### Record set
◆ ◆ ◆ ◆

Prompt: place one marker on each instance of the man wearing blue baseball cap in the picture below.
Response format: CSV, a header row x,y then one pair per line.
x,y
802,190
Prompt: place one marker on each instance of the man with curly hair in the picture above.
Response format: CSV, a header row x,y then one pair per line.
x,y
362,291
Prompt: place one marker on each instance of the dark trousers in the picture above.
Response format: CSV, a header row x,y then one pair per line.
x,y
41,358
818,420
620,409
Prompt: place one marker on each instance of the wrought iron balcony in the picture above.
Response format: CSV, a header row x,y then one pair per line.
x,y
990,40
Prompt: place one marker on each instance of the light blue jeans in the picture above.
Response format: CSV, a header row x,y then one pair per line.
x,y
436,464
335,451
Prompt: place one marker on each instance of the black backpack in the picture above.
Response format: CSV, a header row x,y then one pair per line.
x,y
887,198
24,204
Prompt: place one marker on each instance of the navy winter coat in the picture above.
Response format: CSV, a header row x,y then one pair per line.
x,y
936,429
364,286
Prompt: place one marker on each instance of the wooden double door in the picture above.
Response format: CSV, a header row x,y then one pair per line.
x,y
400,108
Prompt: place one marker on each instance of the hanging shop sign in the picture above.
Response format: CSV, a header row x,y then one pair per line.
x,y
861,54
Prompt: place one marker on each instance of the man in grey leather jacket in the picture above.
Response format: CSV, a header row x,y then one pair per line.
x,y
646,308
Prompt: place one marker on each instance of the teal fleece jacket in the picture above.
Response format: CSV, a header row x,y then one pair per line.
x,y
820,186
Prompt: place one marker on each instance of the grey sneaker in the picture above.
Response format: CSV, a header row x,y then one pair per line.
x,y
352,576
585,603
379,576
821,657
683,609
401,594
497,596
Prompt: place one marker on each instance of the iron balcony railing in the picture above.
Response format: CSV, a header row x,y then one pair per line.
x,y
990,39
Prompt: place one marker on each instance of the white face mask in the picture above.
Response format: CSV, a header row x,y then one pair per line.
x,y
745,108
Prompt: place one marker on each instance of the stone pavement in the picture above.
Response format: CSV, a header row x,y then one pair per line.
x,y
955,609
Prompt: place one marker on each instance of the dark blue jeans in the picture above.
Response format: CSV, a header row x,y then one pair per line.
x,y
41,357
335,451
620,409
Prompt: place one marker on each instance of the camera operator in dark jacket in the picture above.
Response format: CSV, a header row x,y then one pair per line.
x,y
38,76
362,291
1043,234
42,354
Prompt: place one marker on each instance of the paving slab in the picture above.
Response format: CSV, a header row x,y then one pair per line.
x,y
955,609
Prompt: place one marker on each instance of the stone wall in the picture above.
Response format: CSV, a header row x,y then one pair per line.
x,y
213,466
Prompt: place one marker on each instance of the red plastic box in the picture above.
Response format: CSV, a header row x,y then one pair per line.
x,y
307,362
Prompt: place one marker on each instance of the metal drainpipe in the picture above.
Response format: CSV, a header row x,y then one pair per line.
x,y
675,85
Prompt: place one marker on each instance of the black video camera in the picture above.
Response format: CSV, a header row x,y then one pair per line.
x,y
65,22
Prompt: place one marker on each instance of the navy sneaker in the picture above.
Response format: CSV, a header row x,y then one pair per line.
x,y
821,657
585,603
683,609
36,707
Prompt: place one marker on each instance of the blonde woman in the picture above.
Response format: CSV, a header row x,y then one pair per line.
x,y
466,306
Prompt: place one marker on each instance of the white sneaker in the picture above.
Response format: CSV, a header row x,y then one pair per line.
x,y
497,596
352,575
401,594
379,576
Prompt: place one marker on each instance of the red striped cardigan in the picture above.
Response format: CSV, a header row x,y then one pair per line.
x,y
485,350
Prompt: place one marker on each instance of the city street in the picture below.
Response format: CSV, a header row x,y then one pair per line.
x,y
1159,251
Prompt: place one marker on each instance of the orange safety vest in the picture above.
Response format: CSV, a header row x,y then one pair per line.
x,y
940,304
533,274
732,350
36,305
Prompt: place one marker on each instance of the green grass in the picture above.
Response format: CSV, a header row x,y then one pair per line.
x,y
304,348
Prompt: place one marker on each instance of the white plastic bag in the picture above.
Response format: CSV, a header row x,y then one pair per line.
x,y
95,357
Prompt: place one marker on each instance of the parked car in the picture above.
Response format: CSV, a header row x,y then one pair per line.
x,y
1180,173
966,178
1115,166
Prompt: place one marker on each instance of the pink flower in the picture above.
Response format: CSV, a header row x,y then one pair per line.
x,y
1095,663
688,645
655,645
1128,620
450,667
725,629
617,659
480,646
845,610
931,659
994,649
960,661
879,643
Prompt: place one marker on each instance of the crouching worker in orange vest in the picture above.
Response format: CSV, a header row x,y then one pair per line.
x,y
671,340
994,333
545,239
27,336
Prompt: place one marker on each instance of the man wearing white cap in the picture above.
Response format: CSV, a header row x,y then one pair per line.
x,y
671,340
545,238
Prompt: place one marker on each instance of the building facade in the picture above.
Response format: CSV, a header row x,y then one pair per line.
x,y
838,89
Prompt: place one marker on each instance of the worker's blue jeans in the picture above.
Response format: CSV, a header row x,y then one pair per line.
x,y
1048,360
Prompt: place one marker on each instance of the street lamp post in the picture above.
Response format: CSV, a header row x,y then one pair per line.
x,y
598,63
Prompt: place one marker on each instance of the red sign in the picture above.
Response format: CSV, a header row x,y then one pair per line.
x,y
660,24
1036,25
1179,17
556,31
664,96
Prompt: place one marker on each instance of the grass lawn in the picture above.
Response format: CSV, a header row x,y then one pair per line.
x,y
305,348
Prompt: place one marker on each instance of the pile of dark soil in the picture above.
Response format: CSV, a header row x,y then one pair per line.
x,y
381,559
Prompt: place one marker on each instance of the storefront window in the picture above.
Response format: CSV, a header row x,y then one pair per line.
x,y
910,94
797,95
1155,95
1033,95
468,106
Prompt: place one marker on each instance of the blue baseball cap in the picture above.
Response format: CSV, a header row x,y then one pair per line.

◆ ◆ ◆ ◆

### Goal of the exercise
Tally how many lines include "iron" in the listing above; reply with the number only.

### Written solution
2